STATED EXERCISE:
Report every line of the rows below that contains the string "blue", matching case exactly.

TASK INPUT:
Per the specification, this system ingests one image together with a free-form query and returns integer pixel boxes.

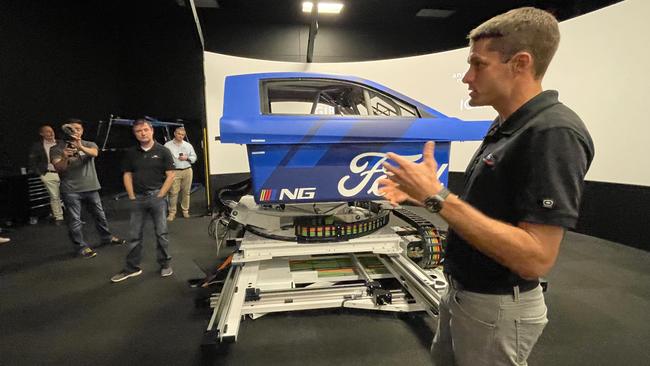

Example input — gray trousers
[431,281,548,366]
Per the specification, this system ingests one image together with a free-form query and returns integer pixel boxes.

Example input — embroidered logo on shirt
[542,198,555,208]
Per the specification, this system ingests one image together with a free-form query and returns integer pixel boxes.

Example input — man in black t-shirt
[379,8,594,366]
[111,118,174,282]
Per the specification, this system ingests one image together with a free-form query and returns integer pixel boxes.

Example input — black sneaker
[111,269,142,283]
[79,247,97,259]
[160,266,174,277]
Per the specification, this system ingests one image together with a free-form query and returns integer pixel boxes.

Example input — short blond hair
[467,7,560,79]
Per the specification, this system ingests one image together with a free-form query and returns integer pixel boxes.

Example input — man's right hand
[63,147,77,158]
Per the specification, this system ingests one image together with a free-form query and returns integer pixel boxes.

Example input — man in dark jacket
[29,125,63,225]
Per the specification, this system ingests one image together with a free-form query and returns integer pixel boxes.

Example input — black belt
[445,273,539,295]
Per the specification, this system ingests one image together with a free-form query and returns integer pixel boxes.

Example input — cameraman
[50,119,126,258]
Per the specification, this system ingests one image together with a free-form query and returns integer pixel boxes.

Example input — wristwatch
[424,187,451,213]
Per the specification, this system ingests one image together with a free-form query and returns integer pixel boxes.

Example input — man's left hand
[379,141,443,202]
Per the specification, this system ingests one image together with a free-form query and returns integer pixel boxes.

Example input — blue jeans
[61,191,112,252]
[126,190,172,272]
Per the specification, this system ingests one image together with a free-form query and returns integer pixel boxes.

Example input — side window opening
[262,79,418,117]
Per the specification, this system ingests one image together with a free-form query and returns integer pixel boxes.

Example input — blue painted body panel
[220,73,491,203]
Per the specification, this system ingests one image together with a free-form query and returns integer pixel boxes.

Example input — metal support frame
[206,233,447,343]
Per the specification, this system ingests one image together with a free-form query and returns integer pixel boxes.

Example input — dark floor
[0,194,650,366]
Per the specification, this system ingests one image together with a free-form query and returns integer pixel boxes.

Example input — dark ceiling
[190,0,620,62]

COMPLETED TASK:
Example input — blue jeans
Example input — blue painted body panel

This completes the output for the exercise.